▶ Supplied text
Julie and Cat were gone so I had to begin my journey back also. I decided to seek an alternate route back north to Moab, as we had done the I17 journey in our quests for the vortex energy a number of times.
The route I chose took me up through Payson, past the Petrified Forest National Park, and Canyon de Chelly National Monument. I wish some more these National features were spread across Michigan, but I guess when a mile thick ice sheet scrapes your state flat you get lakes instead of high rocks.


One the way north, I ran into several types of weather: snow, dust storms, and fine partly cloudy skies. The one constant that seems to never be in short supply out here in the Spring is the wind. Always the wind!

There were several appropriately named features seen on the tour north, one was an area of several large buttes called Los Giganticus Buttes, and the other is a gift shop (tourist trap) named the Hole in the Wall, because it is in a hole in the rock wall.

Upon safe arrival back in Moab, I set up camp in the delightful "Up a Creek" campground. It is located on a small stream that runs right through Moab. Only a short walk from a great grocery store and the library. I managed to get some red beans & rice cooked up and then headed up into the park for some sunset shops. This place is never without its options.


On Monday, after a great night of sleep, I got up to some oatmeal, coffee and an apple. This was to be the day of the road bike tour on the Park road.
I got suited up and headed into the Park. I parked the car at the Visitor Center which is immediately inside the Park entrance. The ride begins with a great set of switchbacks right out of the parking lot. The road is about 18 miles long ending at the Devil's Garden trail-head and camping area. This is the area I camped in when I was here the week before last.
The ride is an up and down affair, but mostly up to Devil's Garden. The crowds were already gathering at the trail-head. I had part of a PowerBar and started the ride back. Whoa, Nellie! I think the ride out took about half the time of the ride in. It was great. There are sections where it almost becomes a strain to stay in the tuck flying downhill for so long. The most fun was in the final miles in the switch backs down to the Visitor Center. There was a Mustang that had passed me a ways before going into the turns, if I had another 100 yards I would have caught him in the turns.

▶ The tasks
(A) Which three places does the trip account say the route north passed through or by?
(B) Condense the trip account's paragraph beginning "There were several appropriately named features" into a short bulleted list.
(C) In the trip account, how long is the Park road, and where does it end?

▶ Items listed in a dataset
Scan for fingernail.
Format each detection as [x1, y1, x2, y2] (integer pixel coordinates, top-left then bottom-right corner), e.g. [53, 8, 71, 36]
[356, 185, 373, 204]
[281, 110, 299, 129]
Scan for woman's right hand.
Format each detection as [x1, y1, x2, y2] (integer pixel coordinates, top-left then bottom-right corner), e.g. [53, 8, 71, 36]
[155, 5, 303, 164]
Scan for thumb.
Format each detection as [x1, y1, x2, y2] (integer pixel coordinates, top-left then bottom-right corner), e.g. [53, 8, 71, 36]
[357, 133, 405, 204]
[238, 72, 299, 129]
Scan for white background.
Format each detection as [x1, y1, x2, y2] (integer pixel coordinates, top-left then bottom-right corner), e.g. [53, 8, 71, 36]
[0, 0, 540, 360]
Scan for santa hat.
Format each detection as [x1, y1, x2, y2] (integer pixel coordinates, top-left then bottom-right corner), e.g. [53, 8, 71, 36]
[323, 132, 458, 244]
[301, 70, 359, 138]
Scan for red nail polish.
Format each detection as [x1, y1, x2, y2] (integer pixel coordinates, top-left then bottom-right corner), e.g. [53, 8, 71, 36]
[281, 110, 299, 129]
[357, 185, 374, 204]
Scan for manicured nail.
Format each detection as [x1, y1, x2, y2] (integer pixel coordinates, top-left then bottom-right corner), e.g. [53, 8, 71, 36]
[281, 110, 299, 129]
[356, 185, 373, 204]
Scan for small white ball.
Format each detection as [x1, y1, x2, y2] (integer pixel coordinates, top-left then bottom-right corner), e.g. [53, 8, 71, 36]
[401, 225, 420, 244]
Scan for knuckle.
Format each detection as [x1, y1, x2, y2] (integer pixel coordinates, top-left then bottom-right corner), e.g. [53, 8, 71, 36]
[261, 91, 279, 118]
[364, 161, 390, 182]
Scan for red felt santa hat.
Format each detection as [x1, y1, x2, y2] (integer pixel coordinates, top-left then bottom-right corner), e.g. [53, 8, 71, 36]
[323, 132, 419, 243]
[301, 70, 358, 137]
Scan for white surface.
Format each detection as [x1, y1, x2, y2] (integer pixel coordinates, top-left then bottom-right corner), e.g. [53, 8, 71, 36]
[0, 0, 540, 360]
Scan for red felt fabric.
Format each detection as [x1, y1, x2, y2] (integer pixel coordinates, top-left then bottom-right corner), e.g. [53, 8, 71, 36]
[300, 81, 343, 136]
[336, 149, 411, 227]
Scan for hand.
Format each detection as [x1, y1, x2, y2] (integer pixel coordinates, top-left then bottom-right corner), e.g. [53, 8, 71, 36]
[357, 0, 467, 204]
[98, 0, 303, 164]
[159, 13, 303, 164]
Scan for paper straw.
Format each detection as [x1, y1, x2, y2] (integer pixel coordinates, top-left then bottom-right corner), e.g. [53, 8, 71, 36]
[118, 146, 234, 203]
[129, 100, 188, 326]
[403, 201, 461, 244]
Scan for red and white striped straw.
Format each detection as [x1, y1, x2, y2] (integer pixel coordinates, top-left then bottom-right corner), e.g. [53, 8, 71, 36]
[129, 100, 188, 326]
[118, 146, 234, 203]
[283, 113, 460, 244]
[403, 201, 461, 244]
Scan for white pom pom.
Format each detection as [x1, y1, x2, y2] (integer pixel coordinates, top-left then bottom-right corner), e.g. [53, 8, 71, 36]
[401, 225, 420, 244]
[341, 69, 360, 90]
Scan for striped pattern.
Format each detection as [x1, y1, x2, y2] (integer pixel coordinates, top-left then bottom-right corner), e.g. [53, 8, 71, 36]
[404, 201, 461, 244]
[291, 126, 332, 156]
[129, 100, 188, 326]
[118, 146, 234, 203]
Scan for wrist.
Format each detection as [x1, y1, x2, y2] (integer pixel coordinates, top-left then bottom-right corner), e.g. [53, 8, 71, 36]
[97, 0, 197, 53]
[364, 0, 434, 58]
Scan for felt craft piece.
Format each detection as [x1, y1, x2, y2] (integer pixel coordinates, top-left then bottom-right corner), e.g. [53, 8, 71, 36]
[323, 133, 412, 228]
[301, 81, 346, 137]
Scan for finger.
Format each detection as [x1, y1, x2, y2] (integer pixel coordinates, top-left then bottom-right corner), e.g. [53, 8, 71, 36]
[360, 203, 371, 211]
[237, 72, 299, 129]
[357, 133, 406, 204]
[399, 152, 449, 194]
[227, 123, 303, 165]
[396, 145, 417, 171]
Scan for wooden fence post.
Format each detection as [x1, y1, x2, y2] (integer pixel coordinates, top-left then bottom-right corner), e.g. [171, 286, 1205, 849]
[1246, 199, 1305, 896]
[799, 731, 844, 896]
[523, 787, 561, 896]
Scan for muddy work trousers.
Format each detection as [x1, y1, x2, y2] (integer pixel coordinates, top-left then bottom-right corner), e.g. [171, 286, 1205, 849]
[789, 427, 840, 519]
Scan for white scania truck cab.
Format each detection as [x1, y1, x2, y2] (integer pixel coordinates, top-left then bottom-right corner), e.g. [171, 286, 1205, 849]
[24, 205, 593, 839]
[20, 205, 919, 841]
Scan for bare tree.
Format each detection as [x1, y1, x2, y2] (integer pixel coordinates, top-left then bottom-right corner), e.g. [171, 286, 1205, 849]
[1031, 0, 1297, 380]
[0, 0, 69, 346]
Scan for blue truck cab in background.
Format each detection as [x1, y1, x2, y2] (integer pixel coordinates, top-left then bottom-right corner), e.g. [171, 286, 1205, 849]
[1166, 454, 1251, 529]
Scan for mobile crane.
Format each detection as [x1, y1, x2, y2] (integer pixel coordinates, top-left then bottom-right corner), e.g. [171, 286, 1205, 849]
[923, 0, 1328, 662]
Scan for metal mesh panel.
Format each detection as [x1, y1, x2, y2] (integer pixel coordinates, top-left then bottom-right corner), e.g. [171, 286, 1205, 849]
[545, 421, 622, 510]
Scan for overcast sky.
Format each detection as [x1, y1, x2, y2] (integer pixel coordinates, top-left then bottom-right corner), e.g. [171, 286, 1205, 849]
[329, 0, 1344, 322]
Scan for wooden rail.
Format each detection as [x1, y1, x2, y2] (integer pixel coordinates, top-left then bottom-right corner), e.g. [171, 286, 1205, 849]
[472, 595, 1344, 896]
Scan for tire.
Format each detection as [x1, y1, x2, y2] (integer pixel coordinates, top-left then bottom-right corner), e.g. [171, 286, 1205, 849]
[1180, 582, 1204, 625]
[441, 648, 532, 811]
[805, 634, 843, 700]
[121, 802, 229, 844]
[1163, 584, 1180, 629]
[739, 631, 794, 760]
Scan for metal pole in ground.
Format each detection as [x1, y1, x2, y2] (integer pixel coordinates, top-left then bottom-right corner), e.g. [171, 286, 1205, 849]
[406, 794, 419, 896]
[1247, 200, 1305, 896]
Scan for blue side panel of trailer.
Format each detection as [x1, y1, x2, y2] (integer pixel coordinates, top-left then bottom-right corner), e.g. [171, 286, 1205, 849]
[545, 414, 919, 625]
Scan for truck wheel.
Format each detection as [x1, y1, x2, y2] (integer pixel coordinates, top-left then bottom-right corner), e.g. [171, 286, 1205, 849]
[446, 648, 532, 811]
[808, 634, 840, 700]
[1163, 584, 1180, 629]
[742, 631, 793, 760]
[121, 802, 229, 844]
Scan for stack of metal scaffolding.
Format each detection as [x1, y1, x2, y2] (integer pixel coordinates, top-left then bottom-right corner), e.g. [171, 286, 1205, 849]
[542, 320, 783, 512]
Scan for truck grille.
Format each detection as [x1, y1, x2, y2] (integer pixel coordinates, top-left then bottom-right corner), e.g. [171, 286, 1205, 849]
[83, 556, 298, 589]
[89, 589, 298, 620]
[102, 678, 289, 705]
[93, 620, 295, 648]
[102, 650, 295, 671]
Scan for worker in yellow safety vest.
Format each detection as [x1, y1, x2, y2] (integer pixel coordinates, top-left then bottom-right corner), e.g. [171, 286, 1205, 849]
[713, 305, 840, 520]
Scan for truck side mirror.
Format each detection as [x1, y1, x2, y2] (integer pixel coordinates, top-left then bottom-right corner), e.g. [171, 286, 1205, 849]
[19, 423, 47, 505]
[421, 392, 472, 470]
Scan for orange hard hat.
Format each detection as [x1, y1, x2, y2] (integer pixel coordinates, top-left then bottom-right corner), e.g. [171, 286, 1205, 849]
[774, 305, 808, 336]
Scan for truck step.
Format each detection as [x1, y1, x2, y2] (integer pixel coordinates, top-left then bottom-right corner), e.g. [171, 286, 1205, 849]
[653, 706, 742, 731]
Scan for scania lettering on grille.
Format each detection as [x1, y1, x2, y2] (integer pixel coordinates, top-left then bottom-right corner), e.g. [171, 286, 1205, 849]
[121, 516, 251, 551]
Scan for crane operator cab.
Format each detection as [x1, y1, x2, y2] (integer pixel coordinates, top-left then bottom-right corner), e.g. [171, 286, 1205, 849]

▶ Responses for each task
(A) Payson, Petrified Forest National Park, Canyon de Chelly National Monument

(B)
- Several appropriately named features were seen on the tour north.
- Los Giganticus Buttes: an area of several large buttes.
- Hole in the Wall: a gift shop (tourist trap) named for its location in a hole in the rock wall.

(C) It is about 18 miles long and ends at the Devil's Garden trail-head and camping area.